● WHAT YOU ARE ASKED TO DO:
Repeat every record exactly, but keep images out of the copy.

▬▬▬

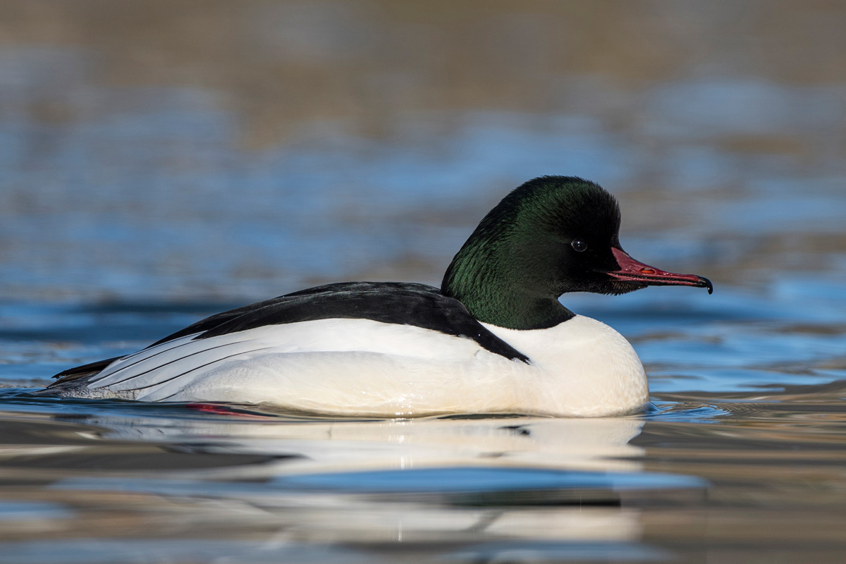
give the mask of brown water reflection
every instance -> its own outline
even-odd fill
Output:
[[[0,561],[843,561],[844,29],[822,0],[0,0]],[[437,283],[544,173],[715,282],[567,297],[645,360],[643,417],[9,389],[305,285]]]

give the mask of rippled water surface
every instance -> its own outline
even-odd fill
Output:
[[[0,0],[0,562],[841,562],[840,3]],[[541,174],[716,291],[567,295],[641,415],[33,396],[321,282],[437,284]]]

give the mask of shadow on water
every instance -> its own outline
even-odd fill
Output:
[[[838,3],[27,3],[0,18],[0,562],[841,562]],[[711,278],[566,296],[639,416],[333,420],[33,388],[341,280],[540,174]]]

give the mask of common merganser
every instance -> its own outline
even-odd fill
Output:
[[[559,296],[713,287],[635,260],[619,227],[617,200],[599,185],[535,178],[482,219],[440,290],[342,282],[294,292],[65,370],[40,393],[332,416],[636,413],[649,393],[637,353]]]

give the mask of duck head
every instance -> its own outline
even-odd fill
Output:
[[[620,245],[617,200],[576,177],[517,188],[488,213],[453,259],[442,292],[480,321],[541,329],[574,316],[569,292],[621,294],[647,286],[713,286],[635,260]]]

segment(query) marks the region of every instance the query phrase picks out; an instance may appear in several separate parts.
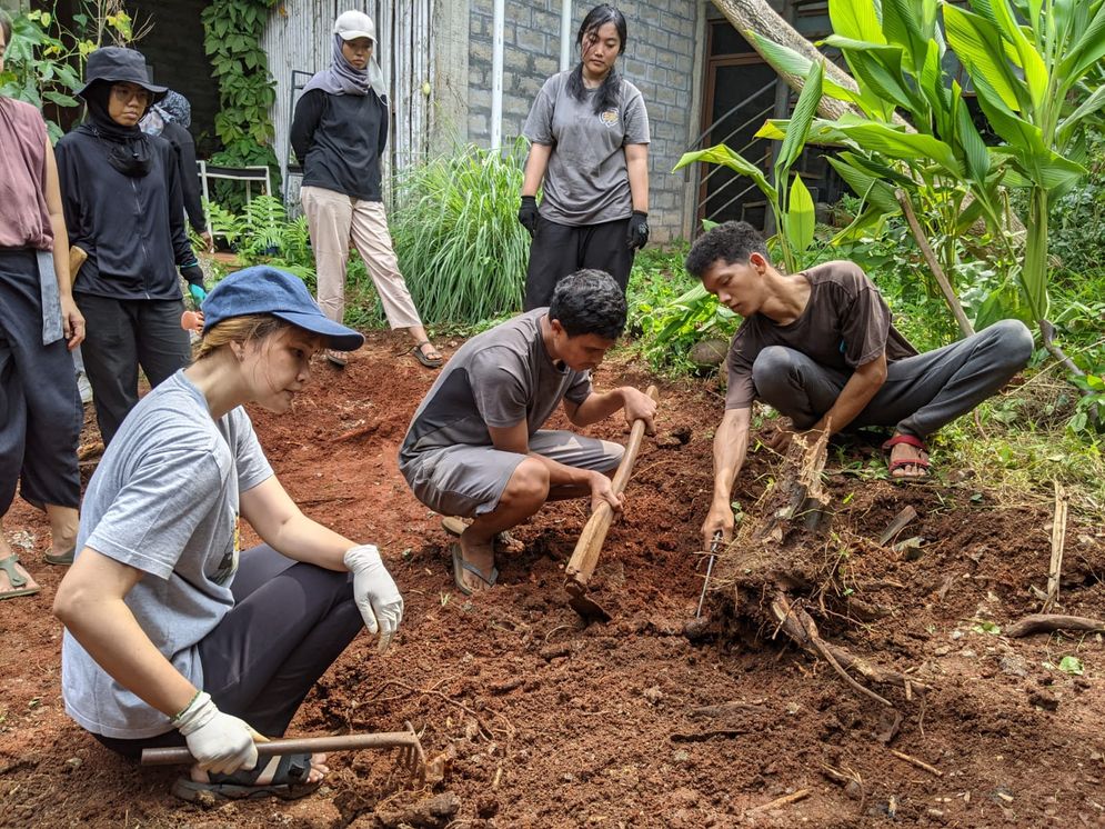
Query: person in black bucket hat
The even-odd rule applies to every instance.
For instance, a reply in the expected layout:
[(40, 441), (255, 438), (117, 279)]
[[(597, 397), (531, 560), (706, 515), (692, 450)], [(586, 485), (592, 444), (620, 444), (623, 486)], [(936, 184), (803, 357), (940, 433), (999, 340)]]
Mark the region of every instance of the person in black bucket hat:
[(167, 91), (150, 82), (141, 52), (97, 49), (78, 92), (88, 118), (57, 147), (70, 259), (84, 259), (73, 296), (88, 321), (82, 353), (104, 446), (138, 402), (139, 367), (157, 386), (191, 359), (178, 268), (197, 300), (205, 296), (173, 149), (138, 126)]
[[(282, 736), (362, 629), (386, 650), (403, 599), (374, 546), (295, 506), (244, 404), (293, 417), (312, 358), (364, 338), (265, 266), (219, 282), (203, 313), (195, 361), (142, 398), (89, 482), (54, 601), (62, 696), (125, 757), (187, 746), (180, 798), (294, 798), (325, 757), (258, 761), (255, 736)], [(263, 543), (241, 549), (243, 522)]]

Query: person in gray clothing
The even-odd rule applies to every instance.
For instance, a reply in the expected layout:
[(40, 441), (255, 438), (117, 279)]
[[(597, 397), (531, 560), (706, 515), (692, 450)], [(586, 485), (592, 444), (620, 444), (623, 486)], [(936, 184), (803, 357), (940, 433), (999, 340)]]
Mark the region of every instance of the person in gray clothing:
[(579, 427), (616, 411), (653, 431), (656, 404), (629, 386), (595, 392), (591, 370), (625, 327), (625, 297), (609, 273), (565, 277), (548, 308), (473, 337), (450, 359), (414, 412), (399, 468), (415, 498), (460, 535), (453, 576), (464, 593), (495, 583), (493, 538), (546, 501), (591, 497), (621, 509), (607, 473), (622, 447), (572, 431), (542, 429), (557, 406)]
[(593, 8), (575, 38), (580, 62), (545, 81), (525, 119), (518, 219), (533, 238), (528, 311), (548, 306), (557, 280), (580, 268), (606, 271), (624, 291), (634, 251), (649, 241), (649, 113), (614, 68), (625, 29), (617, 9)]
[(702, 526), (707, 546), (716, 531), (725, 540), (733, 531), (730, 495), (747, 451), (753, 400), (814, 436), (893, 428), (883, 445), (890, 473), (916, 480), (930, 475), (925, 439), (997, 392), (1032, 357), (1032, 334), (1018, 320), (918, 354), (860, 266), (835, 261), (780, 273), (747, 222), (700, 237), (686, 269), (744, 317), (730, 346), (725, 416), (714, 436), (714, 492)]

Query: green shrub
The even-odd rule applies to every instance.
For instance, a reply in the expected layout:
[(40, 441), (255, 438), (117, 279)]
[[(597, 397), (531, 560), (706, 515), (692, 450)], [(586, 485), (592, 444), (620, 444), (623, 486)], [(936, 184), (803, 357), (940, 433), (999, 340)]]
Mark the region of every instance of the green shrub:
[(474, 323), (520, 310), (530, 237), (518, 222), (525, 144), (470, 144), (403, 172), (391, 233), (426, 322)]

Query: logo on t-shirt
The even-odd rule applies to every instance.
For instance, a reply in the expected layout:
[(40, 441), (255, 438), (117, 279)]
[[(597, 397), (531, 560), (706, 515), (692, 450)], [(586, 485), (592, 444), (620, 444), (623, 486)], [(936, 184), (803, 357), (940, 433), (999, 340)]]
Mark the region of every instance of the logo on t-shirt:
[(234, 540), (231, 548), (223, 553), (222, 560), (219, 562), (219, 569), (211, 577), (211, 580), (220, 587), (229, 582), (231, 577), (238, 572), (238, 555), (242, 549), (240, 527), (239, 518), (234, 516)]

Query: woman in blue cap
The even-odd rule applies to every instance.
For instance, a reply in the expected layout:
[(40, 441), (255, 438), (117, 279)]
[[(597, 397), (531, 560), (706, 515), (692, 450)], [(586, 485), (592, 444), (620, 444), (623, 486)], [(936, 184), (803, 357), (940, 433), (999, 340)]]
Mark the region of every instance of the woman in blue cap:
[(88, 257), (73, 274), (73, 294), (88, 320), (81, 350), (104, 446), (138, 402), (139, 367), (157, 386), (191, 359), (178, 268), (203, 297), (177, 158), (138, 126), (165, 92), (150, 83), (141, 52), (97, 49), (78, 93), (88, 120), (58, 142), (69, 242)]
[[(430, 342), (399, 271), (383, 207), (380, 166), (388, 143), (388, 99), (373, 58), (375, 42), (372, 18), (360, 11), (340, 14), (334, 21), (333, 63), (308, 81), (292, 118), (291, 143), (303, 164), (300, 197), (314, 250), (319, 304), (330, 319), (342, 320), (352, 241), (389, 324), (405, 328), (414, 340), (411, 354), (436, 369), (443, 358)], [(327, 359), (345, 364), (341, 351), (328, 350)]]
[(625, 30), (609, 3), (589, 11), (575, 36), (580, 62), (545, 81), (525, 119), (526, 311), (548, 306), (556, 282), (581, 268), (606, 271), (624, 291), (649, 241), (649, 113), (616, 69)]
[[(371, 545), (304, 516), (273, 475), (244, 403), (291, 409), (323, 348), (363, 338), (327, 319), (298, 278), (248, 268), (203, 303), (195, 362), (123, 421), (84, 496), (58, 588), (67, 712), (109, 748), (187, 745), (173, 793), (299, 797), (324, 757), (258, 767), (361, 627), (391, 641), (403, 615)], [(239, 519), (263, 543), (239, 550)]]

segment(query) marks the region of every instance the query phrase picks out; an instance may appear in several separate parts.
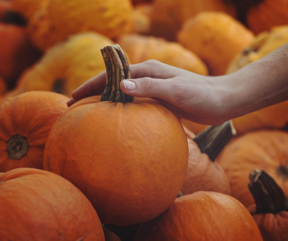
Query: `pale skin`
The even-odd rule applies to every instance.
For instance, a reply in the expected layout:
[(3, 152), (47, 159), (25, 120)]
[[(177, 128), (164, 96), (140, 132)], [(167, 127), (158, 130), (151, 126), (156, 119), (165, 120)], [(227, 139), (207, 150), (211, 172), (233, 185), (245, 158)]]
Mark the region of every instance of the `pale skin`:
[[(217, 125), (288, 100), (288, 43), (232, 74), (204, 76), (154, 60), (130, 65), (133, 79), (120, 87), (127, 95), (157, 99), (177, 116)], [(104, 71), (74, 91), (67, 102), (102, 93)], [(287, 110), (288, 111), (288, 110)]]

▬▬▬

● COMPLETE ANSWER:
give the mask of brown water reflection
every instance -> its own outline
even-odd fill
Output:
[[[0,561],[843,561],[844,29],[822,0],[0,0]],[[437,283],[544,173],[715,282],[567,297],[645,360],[643,417],[9,389],[305,285]]]

give the mask of rippled water surface
every instance -> its own outline
even-odd fill
Output:
[[[0,0],[0,562],[841,562],[840,3]],[[541,174],[716,291],[567,295],[641,415],[33,396],[321,282],[437,284]]]

give the mask of shadow on water
every instance -> its own outline
even-odd fill
Output:
[[[838,3],[27,3],[0,18],[0,562],[841,562]],[[711,278],[566,296],[639,416],[333,420],[33,388],[341,280],[540,174]]]

give the mask of common merganser
every instance -> its own outline
even-odd fill
Output:
[[[559,296],[713,287],[635,260],[619,227],[617,200],[599,185],[535,178],[482,219],[440,290],[342,282],[294,292],[65,370],[40,393],[332,416],[636,413],[649,393],[637,353]]]

give the mask of duck head
every instance -> its own outline
even-odd fill
Output:
[[[620,245],[617,200],[576,177],[517,188],[488,213],[453,259],[442,292],[480,321],[541,329],[574,316],[569,292],[621,294],[647,286],[713,286],[635,260]]]

segment(query) marks the region of every instance the query phrase picks out; an instance may appear in several separate parts.
Query: person in black bucket hat
The even-odd rule applies to every instance.
For instance, a reply in the expected layout:
[(40, 441), (255, 438), (117, 279)]
[[(597, 397), (531, 560), (706, 515), (692, 450)], [(586, 485), (592, 444), (620, 444), (623, 486)], [(936, 184), (803, 357), (940, 433), (999, 340)]]
Mark the region of every instance of the person in black bucket hat:
[(167, 91), (150, 82), (141, 52), (97, 49), (78, 92), (88, 118), (57, 147), (70, 259), (84, 259), (73, 296), (88, 321), (82, 353), (104, 446), (138, 402), (139, 367), (157, 386), (191, 359), (178, 268), (197, 300), (205, 296), (173, 149), (138, 126)]
[[(282, 736), (362, 629), (386, 650), (403, 599), (374, 546), (295, 506), (244, 404), (293, 417), (312, 358), (364, 338), (265, 266), (219, 282), (203, 313), (195, 361), (142, 398), (89, 482), (54, 601), (62, 696), (125, 757), (187, 746), (180, 798), (294, 798), (325, 757), (258, 761), (255, 736)], [(263, 543), (241, 549), (243, 522)]]

Query: person in gray clothing
The even-odd rule applies to every instance.
For instance, a reply in the expected layout:
[(40, 441), (255, 438), (117, 279)]
[[(597, 397), (531, 560), (706, 515), (692, 450)], [(586, 485), (592, 444), (620, 444), (623, 486)], [(936, 184), (803, 357), (940, 433), (999, 340)]]
Mark the region of every instance of the person in gray clothing:
[(579, 427), (616, 411), (653, 431), (656, 404), (629, 386), (595, 392), (591, 370), (625, 327), (625, 297), (609, 273), (565, 277), (548, 308), (473, 337), (450, 359), (414, 412), (399, 468), (415, 498), (460, 535), (453, 576), (464, 593), (495, 583), (493, 538), (546, 501), (591, 497), (621, 509), (607, 473), (622, 447), (572, 431), (542, 429), (557, 406)]
[(593, 8), (575, 38), (580, 62), (545, 81), (525, 119), (518, 219), (533, 238), (528, 311), (548, 306), (557, 280), (580, 268), (606, 271), (624, 291), (634, 251), (649, 241), (649, 113), (614, 68), (625, 29), (617, 9)]
[(702, 526), (707, 546), (716, 531), (725, 540), (733, 531), (730, 495), (747, 451), (753, 400), (814, 436), (893, 428), (883, 445), (890, 473), (916, 480), (930, 475), (925, 439), (997, 392), (1032, 357), (1032, 334), (1018, 320), (918, 354), (860, 266), (835, 261), (780, 273), (747, 222), (700, 237), (686, 269), (744, 317), (730, 346), (725, 416), (714, 436), (714, 492)]

Query: green shrub
The even-odd rule applies to every instance.
For instance, a reply in the expected layout:
[(40, 441), (255, 438), (117, 279)]
[[(597, 397), (531, 560), (706, 515), (692, 450)], [(586, 485), (592, 444), (620, 444), (623, 486)], [(936, 184), (803, 357), (940, 433), (999, 340)]]
Mark the region of every instance of the green shrub:
[(474, 323), (520, 310), (530, 237), (518, 222), (525, 144), (470, 144), (403, 172), (391, 233), (426, 322)]

Query: logo on t-shirt
The even-odd rule applies to every instance.
For instance, a reply in the expected layout:
[(40, 441), (255, 438), (117, 279)]
[[(597, 397), (531, 560), (706, 515), (692, 450)], [(586, 485), (592, 444), (620, 444), (623, 486)], [(936, 184), (803, 357), (940, 433), (999, 340)]]
Mark the region of every instance of the logo on t-shirt:
[(234, 540), (231, 548), (223, 553), (222, 560), (219, 562), (219, 569), (211, 577), (211, 580), (220, 587), (229, 582), (231, 577), (238, 572), (238, 555), (242, 549), (240, 527), (239, 518), (234, 516)]

Query: woman in blue cap
The even-odd rule applies to every instance.
For instance, a reply in the expected layout:
[(40, 441), (255, 438), (117, 279)]
[[(597, 397), (531, 560), (706, 515), (692, 450)], [(586, 485), (592, 444), (620, 444), (623, 486)], [(936, 184), (803, 357), (940, 433), (999, 340)]]
Mark the region of every instance of the woman in blue cap:
[(88, 257), (73, 274), (73, 294), (88, 320), (81, 350), (104, 446), (138, 402), (139, 367), (157, 386), (191, 359), (178, 268), (203, 297), (177, 158), (138, 126), (165, 92), (150, 83), (141, 52), (97, 49), (78, 93), (88, 120), (58, 142), (69, 242)]
[[(430, 342), (399, 271), (383, 207), (380, 166), (388, 143), (388, 99), (373, 58), (375, 42), (372, 18), (360, 11), (340, 14), (334, 21), (333, 63), (308, 81), (292, 118), (291, 143), (303, 164), (300, 197), (314, 250), (319, 304), (330, 319), (342, 320), (352, 241), (389, 324), (405, 328), (414, 340), (411, 354), (436, 369), (443, 358)], [(327, 359), (345, 364), (341, 351), (328, 350)]]
[(625, 30), (609, 3), (589, 11), (575, 36), (580, 62), (545, 81), (525, 119), (526, 311), (548, 306), (556, 282), (581, 268), (606, 271), (624, 291), (649, 241), (649, 113), (616, 69)]
[[(371, 545), (304, 516), (273, 475), (244, 403), (291, 409), (323, 348), (363, 338), (327, 319), (298, 278), (248, 268), (203, 303), (195, 362), (123, 421), (84, 496), (58, 588), (67, 712), (109, 748), (187, 745), (173, 793), (299, 797), (324, 757), (258, 767), (361, 627), (391, 641), (403, 615)], [(239, 519), (263, 543), (239, 550)]]

segment(query) marks the region of every instance the query phrase picks out; an instance may appear in several separate parts.
Query: `pale skin`
The even-odd rule applies to every instance.
For instance, a reply in the expected layout:
[(3, 152), (47, 159), (25, 120)]
[[(177, 128), (164, 96), (140, 132)], [(167, 127), (158, 130), (151, 126), (156, 119), (165, 120)], [(227, 139), (207, 150), (211, 172), (233, 185), (245, 158)]]
Mark the region of every instance of the `pale skin`:
[[(217, 125), (288, 100), (288, 43), (232, 74), (204, 76), (154, 60), (130, 65), (133, 79), (120, 87), (127, 95), (157, 99), (177, 116)], [(104, 71), (74, 91), (67, 102), (102, 93)], [(287, 110), (288, 111), (288, 110)]]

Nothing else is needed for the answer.